### SET EXERCISE:
Reproduce the records below verbatim, leaving out the pictures.

### SOURCE MATERIAL:

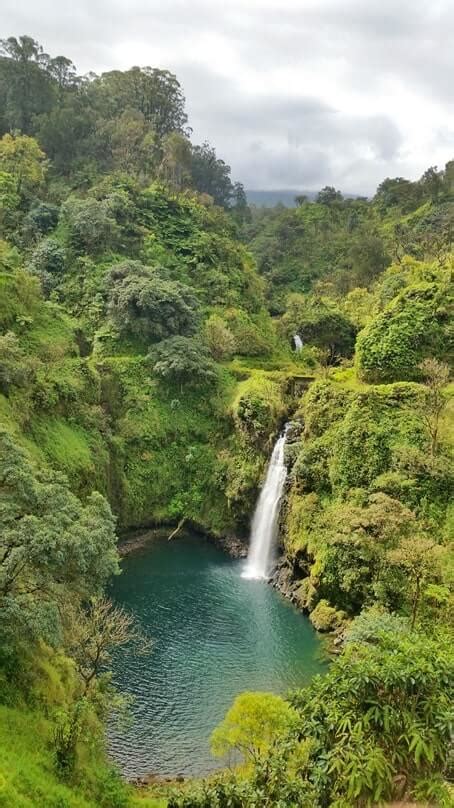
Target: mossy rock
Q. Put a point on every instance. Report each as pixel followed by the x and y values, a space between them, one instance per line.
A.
pixel 326 618
pixel 306 594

### OUTPUT FOR THIS TASK:
Target: mossy rock
Q. Put a point on every instance. Report each as pixel followed by the x and y values, a space between them, one instance per line.
A.
pixel 326 618
pixel 306 594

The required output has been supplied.